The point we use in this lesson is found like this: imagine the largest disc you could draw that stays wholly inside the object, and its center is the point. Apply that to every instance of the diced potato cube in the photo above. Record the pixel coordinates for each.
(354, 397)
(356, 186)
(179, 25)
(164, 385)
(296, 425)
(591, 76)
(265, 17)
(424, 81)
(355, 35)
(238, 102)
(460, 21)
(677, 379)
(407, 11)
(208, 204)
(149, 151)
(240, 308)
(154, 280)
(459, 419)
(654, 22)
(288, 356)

### EXERCISE BRIEF
Write out the entries above once more, without altering anything.

### TASK RESPONSE
The point we use in this lesson is found like this: imagine the largest disc you could draw that stays wholly inside the object, and its center is the point. Apply that to every instance of the diced potato cube in the photo above. Record the pixel coordinates for each.
(354, 397)
(356, 186)
(179, 25)
(164, 385)
(296, 425)
(591, 76)
(265, 17)
(424, 81)
(355, 35)
(238, 102)
(460, 21)
(677, 379)
(407, 11)
(208, 204)
(149, 151)
(240, 308)
(154, 280)
(459, 419)
(654, 22)
(288, 356)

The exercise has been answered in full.